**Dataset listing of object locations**
>>

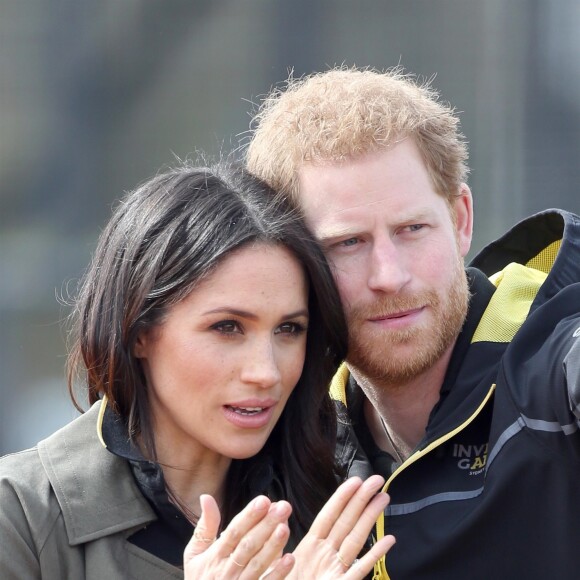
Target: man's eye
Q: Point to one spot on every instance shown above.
(290, 328)
(226, 327)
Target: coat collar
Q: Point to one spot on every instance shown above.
(95, 489)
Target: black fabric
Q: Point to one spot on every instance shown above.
(166, 537)
(492, 489)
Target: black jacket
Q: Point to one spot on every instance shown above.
(493, 489)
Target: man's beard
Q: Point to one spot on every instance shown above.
(397, 356)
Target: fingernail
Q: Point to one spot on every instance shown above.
(260, 503)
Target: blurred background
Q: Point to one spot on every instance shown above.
(95, 96)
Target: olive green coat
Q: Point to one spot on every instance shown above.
(67, 508)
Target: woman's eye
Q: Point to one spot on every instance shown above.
(290, 328)
(227, 327)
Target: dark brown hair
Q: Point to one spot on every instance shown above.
(163, 238)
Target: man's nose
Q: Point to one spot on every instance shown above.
(388, 271)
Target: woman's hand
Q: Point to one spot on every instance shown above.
(247, 549)
(339, 532)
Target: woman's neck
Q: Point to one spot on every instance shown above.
(188, 473)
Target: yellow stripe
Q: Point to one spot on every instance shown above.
(338, 384)
(100, 420)
(517, 287)
(380, 566)
(546, 258)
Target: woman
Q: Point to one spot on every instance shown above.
(207, 328)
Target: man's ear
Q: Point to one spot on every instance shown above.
(463, 208)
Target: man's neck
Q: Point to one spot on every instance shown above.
(404, 407)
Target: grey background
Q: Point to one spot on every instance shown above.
(95, 96)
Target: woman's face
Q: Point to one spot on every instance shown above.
(221, 366)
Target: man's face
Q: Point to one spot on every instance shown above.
(397, 257)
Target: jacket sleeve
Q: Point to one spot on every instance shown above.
(18, 554)
(572, 374)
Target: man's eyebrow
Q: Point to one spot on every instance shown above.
(335, 234)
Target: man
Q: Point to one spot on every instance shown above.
(461, 386)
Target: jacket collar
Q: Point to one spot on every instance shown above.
(95, 489)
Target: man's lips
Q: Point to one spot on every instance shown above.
(397, 315)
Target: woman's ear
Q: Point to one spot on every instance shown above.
(140, 347)
(463, 208)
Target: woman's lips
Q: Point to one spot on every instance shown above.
(250, 414)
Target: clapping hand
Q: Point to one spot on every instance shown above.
(250, 548)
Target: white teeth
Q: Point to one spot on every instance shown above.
(247, 410)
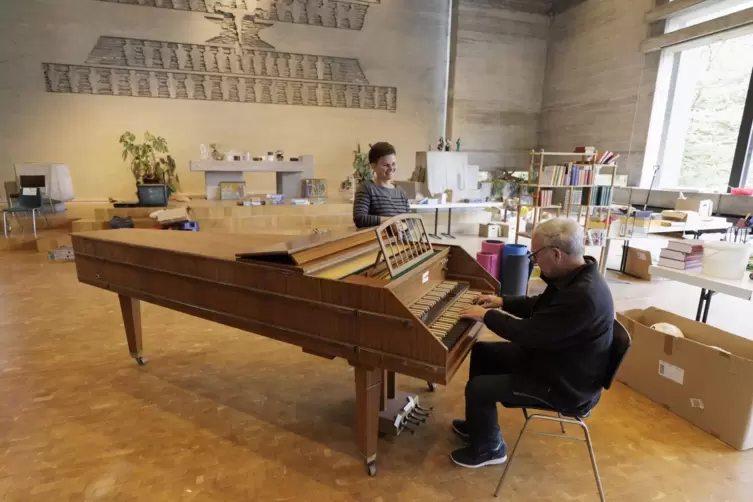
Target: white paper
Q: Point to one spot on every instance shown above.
(696, 403)
(672, 372)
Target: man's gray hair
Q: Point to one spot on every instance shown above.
(564, 234)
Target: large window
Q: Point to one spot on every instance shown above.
(700, 127)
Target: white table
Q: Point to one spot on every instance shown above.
(289, 175)
(740, 288)
(450, 206)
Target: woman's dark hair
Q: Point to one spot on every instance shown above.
(379, 150)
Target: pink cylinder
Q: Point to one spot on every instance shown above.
(490, 262)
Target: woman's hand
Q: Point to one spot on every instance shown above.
(488, 301)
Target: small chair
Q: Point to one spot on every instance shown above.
(620, 345)
(29, 201)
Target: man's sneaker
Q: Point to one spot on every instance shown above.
(471, 458)
(460, 428)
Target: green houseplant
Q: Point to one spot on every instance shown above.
(362, 171)
(150, 160)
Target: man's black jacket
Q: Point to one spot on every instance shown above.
(565, 335)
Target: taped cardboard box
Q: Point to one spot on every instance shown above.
(638, 263)
(705, 377)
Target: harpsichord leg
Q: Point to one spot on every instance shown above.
(368, 394)
(131, 310)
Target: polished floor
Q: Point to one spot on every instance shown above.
(223, 415)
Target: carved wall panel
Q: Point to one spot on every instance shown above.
(237, 66)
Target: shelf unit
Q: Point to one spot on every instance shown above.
(580, 161)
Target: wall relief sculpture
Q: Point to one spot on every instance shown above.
(237, 65)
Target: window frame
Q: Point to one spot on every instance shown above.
(742, 161)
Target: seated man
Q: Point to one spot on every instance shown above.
(556, 354)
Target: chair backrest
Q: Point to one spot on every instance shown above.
(620, 345)
(11, 190)
(28, 200)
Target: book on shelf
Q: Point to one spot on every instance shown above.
(566, 175)
(545, 197)
(680, 264)
(601, 195)
(686, 246)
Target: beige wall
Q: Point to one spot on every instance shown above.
(599, 85)
(499, 77)
(402, 45)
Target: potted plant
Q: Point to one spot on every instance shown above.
(362, 171)
(150, 161)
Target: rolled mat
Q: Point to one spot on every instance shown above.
(490, 262)
(492, 247)
(510, 250)
(516, 270)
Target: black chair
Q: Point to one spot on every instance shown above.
(620, 346)
(29, 201)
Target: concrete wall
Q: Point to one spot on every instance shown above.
(498, 79)
(396, 45)
(599, 85)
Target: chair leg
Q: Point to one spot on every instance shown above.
(593, 461)
(512, 455)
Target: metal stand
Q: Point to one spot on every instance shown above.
(449, 224)
(703, 305)
(436, 225)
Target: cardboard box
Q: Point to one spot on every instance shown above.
(704, 207)
(705, 377)
(638, 263)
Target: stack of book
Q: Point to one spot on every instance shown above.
(682, 255)
(545, 198)
(566, 175)
(601, 195)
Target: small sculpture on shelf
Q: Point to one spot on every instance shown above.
(216, 154)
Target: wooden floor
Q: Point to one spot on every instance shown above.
(222, 415)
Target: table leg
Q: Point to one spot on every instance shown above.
(704, 303)
(436, 225)
(449, 224)
(369, 390)
(625, 250)
(130, 308)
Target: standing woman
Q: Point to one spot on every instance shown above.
(379, 200)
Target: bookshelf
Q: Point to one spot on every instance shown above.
(569, 183)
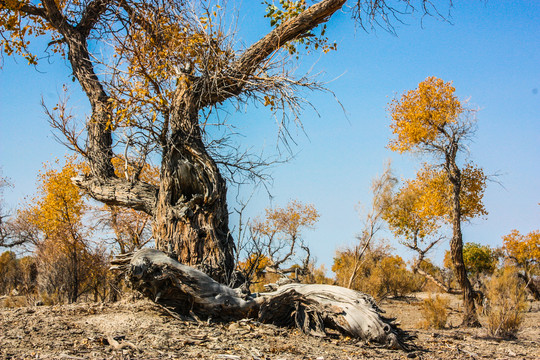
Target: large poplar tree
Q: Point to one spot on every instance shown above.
(152, 70)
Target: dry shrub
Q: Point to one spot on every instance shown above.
(505, 303)
(379, 273)
(435, 312)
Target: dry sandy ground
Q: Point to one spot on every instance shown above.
(141, 330)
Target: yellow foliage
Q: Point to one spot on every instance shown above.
(17, 26)
(421, 115)
(524, 250)
(287, 222)
(422, 204)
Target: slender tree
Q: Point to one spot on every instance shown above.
(433, 121)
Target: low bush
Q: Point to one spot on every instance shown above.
(505, 303)
(435, 312)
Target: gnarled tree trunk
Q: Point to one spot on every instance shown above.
(470, 317)
(311, 308)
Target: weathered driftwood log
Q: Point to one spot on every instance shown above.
(312, 308)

<<

**Task brief**
Retype the listing above line for line, precisely as it appears, omitting the pictures from your answer.

**Exercise answer**
Target: man's eye
Q: Point to one spot on every instance shown above.
(290, 328)
(226, 327)
Target: coat collar
Q: Point to one spot on every instance shown above.
(95, 489)
Target: black fabric
Q: Point to one spot on every instance shown above.
(166, 537)
(492, 489)
Target: black jacket
Q: Point to one spot on every instance shown above.
(493, 489)
Target: man's beard
Q: Point to one spot on every instance shown above.
(397, 356)
Target: fingernail
Q: Point to one spot on every instance shown above.
(260, 503)
Target: blurred background
Q: Point to one spot on every instance shown above.
(95, 96)
Target: olive green coat
Q: Point to one spot on every instance shown above.
(67, 508)
Target: woman's eye
Q: Point to one spot on every instance shown above.
(290, 328)
(227, 327)
Target: dark brown hair
Q: Point to one spot on every instance shown above.
(163, 238)
Target: man's nose
Q: Point to one spot on every instance shown above.
(388, 271)
Target: woman's hand
Q: Point to one spot on every instance shown above.
(247, 549)
(339, 532)
Target: woman's neck
Q: Point to one spot on every instance shown above.
(188, 473)
Target: yellow stripe
Q: Point to one spot on every instance shown above.
(338, 384)
(100, 420)
(517, 287)
(380, 566)
(546, 258)
Target: woman
Q: Point to one spot on every instance shown above.
(207, 328)
Target: man's ear
Q: Point to one spot on every instance shown above.
(463, 208)
Target: man's neck
Q: Point to one spot on every instance shown above.
(404, 407)
Target: grey background
Q: Point to one spot on every instance shown above.
(95, 96)
Target: woman's face
Q: Point to one spot on every instance shown above.
(221, 366)
Target: man's face
Q: Point to one spot on every instance shown above.
(397, 257)
Target: jacket sleeve
Q: Point to one spot on every instance shown above.
(18, 554)
(572, 374)
Target: man's eyebrow
Q: Point to one spot on every instance shown above.
(335, 234)
Target: man
Q: Point to one spot on every instance shown above.
(461, 386)
Target: jacket collar
Q: Point to one spot on every instance shown above.
(95, 489)
Target: man's lips
Q: Point to one spot on every instance shown above.
(397, 315)
Target: woman's ear
Q: Point to one spot on every instance shown above.
(140, 347)
(463, 208)
Target: woman's lips
Q: Point to one spot on every instance shown above.
(250, 414)
Target: clapping hand
Q: Point to one spot on every instance shown above.
(250, 548)
Target: white teeth
Q: Point to one spot on every instance shown above.
(247, 410)
Target: white paper
Q: Point to one spot on every instance shown above.
(696, 403)
(672, 372)
Target: man's gray hair
Q: Point to one spot on every instance shown above.
(564, 234)
Target: large window
Q: Point to one spot on every instance shown above.
(700, 127)
Target: white table
Q: Point to one spot on every instance shown above.
(289, 175)
(740, 288)
(450, 206)
Target: woman's dark hair
Q: Point to one spot on every instance shown above.
(379, 150)
Target: pink cylinder
Q: Point to one spot on every instance shown above.
(490, 262)
Target: woman's hand
Q: Point to one spot on every instance shown above.
(488, 301)
Target: small chair
Q: Point to one spot on every instance shown above.
(620, 345)
(29, 201)
Target: man's sneaker
Q: Point to one spot on every instance shown above.
(471, 458)
(460, 428)
Target: green houseplant
Q: Point to one spot on every instance shown above.
(362, 171)
(150, 160)
Target: man's black jacket
Q: Point to one spot on every instance shown above.
(565, 335)
Target: taped cardboard box
Q: Point to one spot on every instance shown above.
(638, 263)
(705, 377)
Target: harpsichord leg
Q: Point to one spot on every instance shown above.
(368, 394)
(131, 310)
Target: polished floor
Q: Point to one spot on every instance shown above.
(223, 415)
Target: carved wall panel
Q: Point to one spot on every instance shown above.
(237, 66)
Target: shelf unit
Q: Point to one spot on every instance shown above.
(580, 161)
Target: wall relief sculpture
Q: Point to one spot on every instance shown above.
(237, 65)
Target: window frame
Q: Point to one spot on every instance shown above.
(742, 161)
Target: seated man
Q: Point to one spot on every instance shown above.
(556, 354)
Target: chair backrest
Q: Point to one spot on every instance shown above.
(620, 345)
(11, 190)
(28, 200)
Target: book on shelf
Q: Point to one spot on every instance shown above.
(566, 175)
(545, 197)
(680, 264)
(601, 195)
(686, 246)
Target: beige wall
Q: Point to one spot on every instance shown above.
(599, 85)
(499, 77)
(402, 45)
Target: potted plant
Q: Point to one spot on every instance shown above.
(362, 171)
(150, 161)
Target: rolled mat
Q: Point to one spot on every instance shown above.
(490, 262)
(492, 247)
(510, 250)
(516, 270)
Target: black chair
Q: Point to one spot on every instance shown above.
(620, 346)
(29, 201)
Target: concrete wall
Q: Point to one spot on every instance shown above.
(498, 79)
(396, 45)
(599, 85)
Target: chair leg
Q: Point to one spot on every instance shown above.
(593, 461)
(512, 455)
Target: metal stand
Q: Point to one spot on every instance shown above.
(449, 224)
(703, 305)
(436, 225)
Target: cardboard box
Q: Point to one spot on every instance shown above.
(704, 207)
(705, 377)
(638, 263)
Target: stack of book
Q: Point to one spot on every instance shown above.
(682, 255)
(545, 198)
(566, 175)
(601, 195)
Target: small sculpture on shelf
Q: Point to one spot on every instance shown above.
(216, 154)
Target: wooden floor
Q: Point to one spot on every instance shown above.
(222, 415)
Target: table leg
Q: Point to one spot on every instance shown above.
(704, 303)
(436, 225)
(449, 224)
(369, 390)
(625, 250)
(130, 308)
Target: standing woman
Q: Point to one spot on every instance shown above.
(379, 200)
Target: bookshelf
Q: Point to one spot on every instance shown above.
(569, 183)
Target: large poplar tree
Q: Point to one spot on every instance shown above.
(152, 70)
Target: dry shrub
Q: Point to one spot on every instance shown above.
(505, 303)
(379, 273)
(435, 312)
Target: dry sandy ground
Q: Point to one spot on every instance shown above.
(141, 330)
Target: yellow foliage
Q: Point to one spot on every instance shown above.
(17, 26)
(421, 115)
(524, 250)
(287, 222)
(422, 204)
Target: slender tree
Q: Point to one spot on every instance shown above.
(433, 121)
Target: low bush
Q: Point to one spot on every instance shown above.
(505, 303)
(435, 312)
Target: gnarled tree trunk
Q: Point to one spot on every instance shown above.
(470, 317)
(311, 308)
Target: weathered driftwood log
Q: Point to one spot on every instance shown above.
(312, 308)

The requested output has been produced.